◆ Problem to solve
Take the material below and write it all out again exactly.

:: Data extract

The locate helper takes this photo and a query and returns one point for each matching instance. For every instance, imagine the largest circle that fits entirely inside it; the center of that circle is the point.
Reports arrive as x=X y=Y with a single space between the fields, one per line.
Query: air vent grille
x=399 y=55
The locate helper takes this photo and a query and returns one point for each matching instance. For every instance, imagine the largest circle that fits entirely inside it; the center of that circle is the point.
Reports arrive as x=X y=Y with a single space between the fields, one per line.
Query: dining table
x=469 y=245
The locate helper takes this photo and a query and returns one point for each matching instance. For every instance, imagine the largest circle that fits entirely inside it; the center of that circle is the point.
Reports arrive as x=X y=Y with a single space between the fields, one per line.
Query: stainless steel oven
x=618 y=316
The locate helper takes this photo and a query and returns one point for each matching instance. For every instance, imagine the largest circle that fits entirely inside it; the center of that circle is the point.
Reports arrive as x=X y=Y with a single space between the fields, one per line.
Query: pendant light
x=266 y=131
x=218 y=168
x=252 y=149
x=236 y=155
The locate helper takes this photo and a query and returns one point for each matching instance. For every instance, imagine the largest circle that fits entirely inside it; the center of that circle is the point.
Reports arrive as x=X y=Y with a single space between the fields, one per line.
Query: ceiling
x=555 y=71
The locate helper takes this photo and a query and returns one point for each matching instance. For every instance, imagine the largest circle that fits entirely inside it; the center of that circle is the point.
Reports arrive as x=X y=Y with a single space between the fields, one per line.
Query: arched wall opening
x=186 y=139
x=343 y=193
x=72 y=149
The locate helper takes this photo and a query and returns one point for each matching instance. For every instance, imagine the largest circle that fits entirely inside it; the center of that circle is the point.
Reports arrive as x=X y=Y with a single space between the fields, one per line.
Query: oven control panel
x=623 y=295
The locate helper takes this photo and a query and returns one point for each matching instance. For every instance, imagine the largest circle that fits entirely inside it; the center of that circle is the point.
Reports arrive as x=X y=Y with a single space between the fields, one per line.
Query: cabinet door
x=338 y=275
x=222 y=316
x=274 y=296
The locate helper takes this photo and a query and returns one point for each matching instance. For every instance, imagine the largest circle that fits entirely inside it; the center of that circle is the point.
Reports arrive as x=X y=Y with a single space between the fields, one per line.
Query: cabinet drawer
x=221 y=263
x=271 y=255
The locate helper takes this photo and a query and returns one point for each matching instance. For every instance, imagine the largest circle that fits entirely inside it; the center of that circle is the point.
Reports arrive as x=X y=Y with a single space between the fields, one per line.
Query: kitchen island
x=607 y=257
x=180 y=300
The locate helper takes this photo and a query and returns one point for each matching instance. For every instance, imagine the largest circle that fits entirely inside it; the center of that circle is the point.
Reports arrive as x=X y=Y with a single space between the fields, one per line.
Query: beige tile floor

::::

◆ Expected answer
The locate helper takes this photo and a query and returns one point for each matching instance. For every instance, imagine the largest circle that fits entirely inside it; the center of that circle is the point.
Reports arrive as x=X y=Y with a single space between the fields, one per line.
Query: air vent grille
x=399 y=55
The locate helper takes this photo and a query and returns one point for each matching instance. For every instance, imagine the largest circle that fits entirely inside it; the center of that circle is the point.
Reports arrive as x=X y=Y with a single space between the fields, one per line.
Query: dining table
x=469 y=245
The locate helper takes this photo and a query and returns one point for each matching instance. For every instance, imagine the largest circle that fits entirely inside it; the center of that circle is the point.
Reports arrive as x=X y=Y with a single space between the fields, one per line.
Query: stainless steel oven
x=618 y=316
The locate helper takes this photo and a query and returns one point for each matching instance. For every instance, imagine the largest circle that fits entirely inside it; the center of that circle is the point.
Reports arrive as x=X y=Y with a single space between the fields, one per line.
Query: pendant light
x=266 y=131
x=218 y=168
x=252 y=149
x=236 y=155
The locate helper takes this photo and a query and returns one point for each matching instance. For every instance, imagine the largest circle that fits entirely inside it; the center of that circle is the point.
Reports arrive as x=X y=Y with a single space between the fields, one per line.
Query: ceiling
x=555 y=71
The locate helper takes this photo and a query and returns one point for each matching instance. For every instance, imagine the largest circle that fits entirely inside it; the center of that circle is the point.
Reports arrive as x=X y=Y with a single space between the fields, one per line.
Query: arched wall opening
x=186 y=139
x=343 y=193
x=72 y=149
The locate helper takes this photo and a query and returns one point for each matching instance. For every instance, imagine the largest circle that fits entirely inside it; the center of that circle is the point.
Reports arrive as x=X y=Y with a single space between the fields, one per line.
Query: oven control panel
x=623 y=295
The locate helper takes this photo and a query and returns one point for each matching instance. For every instance, imagine the largest circle that fits entirely inside it; the center of that circle is the point.
Reports arrive as x=X y=Y with a single space between the fields, one per line.
Query: cabinet door
x=338 y=275
x=222 y=316
x=274 y=296
The locate helper takes this photo and a query and returns one point for each matching instance. For every instance, imagine the largest circle that fits entirely inside it; the center of that circle is the point.
Reports arrive as x=X y=Y with a single space between the fields, one per line.
Query: cabinet drawer
x=221 y=263
x=271 y=255
The locate helper takes this photo and a query and returns one point for each matching instance. For every instance, imagine the largest circle that fits entirely inside it; the center of that circle is the point.
Reports arrive as x=X y=Y with a single space between the fields, one per line.
Query: kitchen island
x=607 y=257
x=180 y=300
The locate helper takes this photo and a query and returns one point for each matching instance. For every instance, imagine the largest circle that fits entirely inside it; the center of that circle is the point.
Reports arrive as x=X y=Y with a single space between the fields, one per line.
Query: beige tile floor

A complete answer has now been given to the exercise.